__Auszug zum Lesen__.
---------------

Jetzt trennt uns nur noch Stellenbosch von unserem letzten Reiseziel Kapstadt. Das Universitätsstädtchen hat optisch nicht sooo viel zu bieten, aber die Weingegend außenrum ist wunderschön und dazu laden über 50 Weingüter zu kostenlosen bis spottbilligen Weinproben ein. Wir lassen es uns bei Zorgvliet und bei Simonsig gut gehen und nehmen gleich unseren Champagner für die Sylvesterfeier mit.

Die letzten Kilometer vor Kapstadt sind eine eigentümliche Mischung zwischen Schwarz und Weiß, Arm und Reich. Häuser des Mandela Housing Projects (bislang wurden über 500.000 Häuser für schwarze und farbige Familien erstellt) stehen vor der Kapstadter Skyline, Squatter Camps liegen direkt neben einem Traumgolfplatz. Ich kann nicht sagen, dass mir dies besonders gefällt, aber es strahlt auch einen eigentümlichen Reiz aus.

Unser Hotel "Park Inn" direkt am großen Greenmarket Square könnte kaum besser liegen. Wir kämpfen uns durch das Chaos des direkt vor dem Hotel befindlichen Flohmarktes (sehr empfehlenswert) und haben nach einer halben Stunde ohne Verluste unsere Zimmer für die letzten drei Übernachtungen bezogen. Ich bin schon sehr neugierig, schließlich gibt es viele Weltenbummler, die Kapstadt für die schönste Stadt der Welt halten. Diesen Platz nimmt bei mir bisher Sydney ein und ich glaube eigentlich nicht, dass Kapstadt hier eingreifen kann.

Nach kurzem Ausflug (per Shuttle und Taxi) zur Lower Station der Seilbahn, die zum Tafelberg führt, gehts ans andere Ende der Innenstadt und zwar zur Waterfront. Die Waterfront ist eine interessante Kombination aus voll funktionsfähigem Hafen und Touristen-Shopping-Meile. Mehrere Malls mit Hunderten von Geschäften, Bühnen, Straßenmusikern und Dutzenden von Restaurants ziehen täglich Tausende von Touristen und einige Einheimische an. Wir haben im "Greek Fisherman" einen Tisch bestellt und schlemmen mit Blick auf den leicht angeleuchteten Tafelberg und den Hafen.

31. Dezember:

Den Vormittag verbringe ich schlendernd in der Innenstadt. Es wird ja ein langer Abend werden und da darf man in meinem Alter nicht mehr so viel Kraft verbrauchen. Ich erwandere mir das fünfeckige Castle, mehrere Flohmärkte (vor allem den vor unserem Hotel - wer am letzten Tag noch südafrikanische Kunst bzw. Kunsthandwerk erwerben will, ist hier genau richtig) und die geschäftige Long Road, die vor allem Abends mit den vielen Kneipen attraktiv werden wird. Bei dem Flohmarkt vor der City Hall sind auch viele Einheimische unterwegs.

---------------

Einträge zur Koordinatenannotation
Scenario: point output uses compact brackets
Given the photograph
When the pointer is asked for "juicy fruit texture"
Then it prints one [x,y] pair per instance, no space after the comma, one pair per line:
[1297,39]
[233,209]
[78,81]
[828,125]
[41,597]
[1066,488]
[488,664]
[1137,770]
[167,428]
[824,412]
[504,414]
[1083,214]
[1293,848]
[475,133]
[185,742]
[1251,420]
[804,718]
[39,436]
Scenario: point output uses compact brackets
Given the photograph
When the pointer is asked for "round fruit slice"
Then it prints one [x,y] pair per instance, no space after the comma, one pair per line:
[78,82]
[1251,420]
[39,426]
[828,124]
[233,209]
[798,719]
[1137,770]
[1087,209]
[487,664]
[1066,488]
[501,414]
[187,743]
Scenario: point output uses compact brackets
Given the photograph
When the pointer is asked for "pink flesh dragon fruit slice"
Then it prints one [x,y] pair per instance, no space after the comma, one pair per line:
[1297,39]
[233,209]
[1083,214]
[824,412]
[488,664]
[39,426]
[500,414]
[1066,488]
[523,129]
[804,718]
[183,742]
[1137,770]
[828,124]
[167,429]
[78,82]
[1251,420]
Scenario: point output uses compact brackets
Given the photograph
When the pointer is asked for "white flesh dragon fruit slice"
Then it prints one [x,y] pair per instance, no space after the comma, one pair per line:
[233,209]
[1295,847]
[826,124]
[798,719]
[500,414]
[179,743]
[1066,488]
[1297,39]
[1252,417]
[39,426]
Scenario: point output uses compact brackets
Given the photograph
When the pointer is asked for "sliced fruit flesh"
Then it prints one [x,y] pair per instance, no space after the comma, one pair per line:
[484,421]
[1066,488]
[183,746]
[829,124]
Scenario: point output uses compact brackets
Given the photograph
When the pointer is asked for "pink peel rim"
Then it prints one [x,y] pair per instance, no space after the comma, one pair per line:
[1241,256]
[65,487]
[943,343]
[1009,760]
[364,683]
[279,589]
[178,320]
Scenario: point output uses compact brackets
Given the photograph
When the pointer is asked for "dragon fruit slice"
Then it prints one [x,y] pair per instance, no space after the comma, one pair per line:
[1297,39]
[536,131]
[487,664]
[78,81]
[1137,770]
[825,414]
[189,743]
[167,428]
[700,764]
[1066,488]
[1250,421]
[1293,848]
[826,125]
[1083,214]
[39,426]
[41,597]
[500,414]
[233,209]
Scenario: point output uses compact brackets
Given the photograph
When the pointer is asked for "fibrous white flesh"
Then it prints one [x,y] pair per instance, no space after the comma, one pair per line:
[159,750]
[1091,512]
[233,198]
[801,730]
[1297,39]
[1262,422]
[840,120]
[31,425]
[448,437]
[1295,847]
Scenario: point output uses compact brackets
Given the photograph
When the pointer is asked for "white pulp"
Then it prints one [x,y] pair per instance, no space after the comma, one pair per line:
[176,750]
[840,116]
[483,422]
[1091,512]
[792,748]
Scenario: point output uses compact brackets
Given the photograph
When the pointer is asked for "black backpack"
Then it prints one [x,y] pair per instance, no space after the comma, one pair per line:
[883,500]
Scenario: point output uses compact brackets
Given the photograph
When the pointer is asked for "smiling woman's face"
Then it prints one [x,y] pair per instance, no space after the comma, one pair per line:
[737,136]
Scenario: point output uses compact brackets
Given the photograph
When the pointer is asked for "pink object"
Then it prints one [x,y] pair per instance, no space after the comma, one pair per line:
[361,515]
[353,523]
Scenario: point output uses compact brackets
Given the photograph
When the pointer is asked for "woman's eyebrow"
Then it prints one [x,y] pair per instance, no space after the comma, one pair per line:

---------------

__Aufgaben__.
• 1. Übersetze diesen Satz aus dem Reisebericht über Kapstadt ins Englische: „Die Waterfront ist eine interessante Kombination aus voll funktionsfähigem Hafen und Touristen-Shopping-Meile.“
• 2. Ersetze im Reisebericht über Kapstadt „Weinproben“ durch „Verkostungen“ und gib den Abschnitt von „Jetzt trennt uns“ bis „die Sylvesterfeier mit.“ mit dieser Änderung wieder.
• 3. Zähle alle Städte auf, die im Reisebericht über Kapstadt genannt werden.

__Lösungen je Aufgabe__.
• 1. The Waterfront is an interesting combination of a fully functioning harbor and a tourist shopping strip.

• 2.
Jetzt trennt uns nur noch Stellenbosch von unserem letzten Reiseziel Kapstadt. Das Universitätsstädtchen hat optisch nicht sooo viel zu bieten, aber die Weingegend außenrum ist wunderschön und dazu laden über 50 Weingüter zu kostenlosen bis spottbilligen Verkostungen ein. Wir lassen es uns bei Zorgvliet und bei Simonsig gut gehen und nehmen gleich unseren Champagner für die Sylvesterfeier mit.

• 3. Stellenbosch, Kapstadt, Sydney